**WHAT TO DO**
Extract every line in the listing below that contains the string "mountain", copying each such line in full.

**DATA PROVIDED**
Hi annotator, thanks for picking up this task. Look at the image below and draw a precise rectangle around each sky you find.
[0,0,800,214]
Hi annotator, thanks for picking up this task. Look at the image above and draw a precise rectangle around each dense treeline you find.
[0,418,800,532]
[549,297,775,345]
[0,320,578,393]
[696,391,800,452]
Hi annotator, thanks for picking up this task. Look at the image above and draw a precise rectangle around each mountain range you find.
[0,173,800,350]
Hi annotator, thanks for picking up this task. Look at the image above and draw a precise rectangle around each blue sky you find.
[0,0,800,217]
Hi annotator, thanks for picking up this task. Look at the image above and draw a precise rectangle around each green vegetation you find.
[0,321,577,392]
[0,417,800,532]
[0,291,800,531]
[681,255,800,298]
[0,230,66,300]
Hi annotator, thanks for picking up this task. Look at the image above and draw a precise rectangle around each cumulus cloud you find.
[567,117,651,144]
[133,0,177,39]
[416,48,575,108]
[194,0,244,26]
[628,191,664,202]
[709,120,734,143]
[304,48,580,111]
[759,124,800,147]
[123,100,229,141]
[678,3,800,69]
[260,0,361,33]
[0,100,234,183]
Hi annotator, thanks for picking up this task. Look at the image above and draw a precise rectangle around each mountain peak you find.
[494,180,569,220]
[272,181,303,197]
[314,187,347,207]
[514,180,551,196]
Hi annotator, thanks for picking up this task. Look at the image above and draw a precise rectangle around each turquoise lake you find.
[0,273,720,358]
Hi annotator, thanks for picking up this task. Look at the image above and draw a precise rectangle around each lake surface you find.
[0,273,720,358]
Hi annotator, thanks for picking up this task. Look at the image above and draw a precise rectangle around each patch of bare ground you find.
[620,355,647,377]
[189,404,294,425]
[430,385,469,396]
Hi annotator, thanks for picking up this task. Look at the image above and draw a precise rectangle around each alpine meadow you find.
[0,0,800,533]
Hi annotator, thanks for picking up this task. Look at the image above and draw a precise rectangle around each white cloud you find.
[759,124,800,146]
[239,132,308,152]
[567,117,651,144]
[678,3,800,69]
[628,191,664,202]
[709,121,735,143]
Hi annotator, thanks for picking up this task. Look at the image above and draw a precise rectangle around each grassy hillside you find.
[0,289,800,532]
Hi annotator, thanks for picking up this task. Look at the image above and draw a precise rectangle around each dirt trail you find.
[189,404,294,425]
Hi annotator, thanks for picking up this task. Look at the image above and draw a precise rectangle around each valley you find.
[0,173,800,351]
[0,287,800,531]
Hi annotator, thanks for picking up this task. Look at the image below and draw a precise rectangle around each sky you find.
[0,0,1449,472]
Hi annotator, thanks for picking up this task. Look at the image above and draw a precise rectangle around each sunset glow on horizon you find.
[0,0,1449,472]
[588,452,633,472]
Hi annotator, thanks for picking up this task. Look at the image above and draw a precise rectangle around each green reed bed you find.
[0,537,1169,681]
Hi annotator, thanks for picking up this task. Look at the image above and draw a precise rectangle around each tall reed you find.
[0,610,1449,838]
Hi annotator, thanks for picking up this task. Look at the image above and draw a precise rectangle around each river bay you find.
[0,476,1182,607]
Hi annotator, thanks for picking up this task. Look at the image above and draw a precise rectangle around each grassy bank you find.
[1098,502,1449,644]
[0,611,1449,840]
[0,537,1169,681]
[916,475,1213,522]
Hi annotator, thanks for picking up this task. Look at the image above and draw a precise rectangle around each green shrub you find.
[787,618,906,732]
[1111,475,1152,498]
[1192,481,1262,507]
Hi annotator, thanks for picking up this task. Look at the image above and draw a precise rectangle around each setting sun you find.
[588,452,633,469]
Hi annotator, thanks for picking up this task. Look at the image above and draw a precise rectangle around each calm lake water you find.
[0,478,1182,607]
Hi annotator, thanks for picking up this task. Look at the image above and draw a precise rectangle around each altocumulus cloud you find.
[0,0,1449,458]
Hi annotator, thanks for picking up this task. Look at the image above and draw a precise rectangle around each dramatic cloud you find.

**ANSWER TO THIS EXERCISE**
Hi annotator, thanks for picking up this task. Look at the image above and draw a precise rectangle around each mountain range you find.
Hi annotator, thanks for picking up this task. Look at the image above and draw a precise rectangle around each mountain peak you find.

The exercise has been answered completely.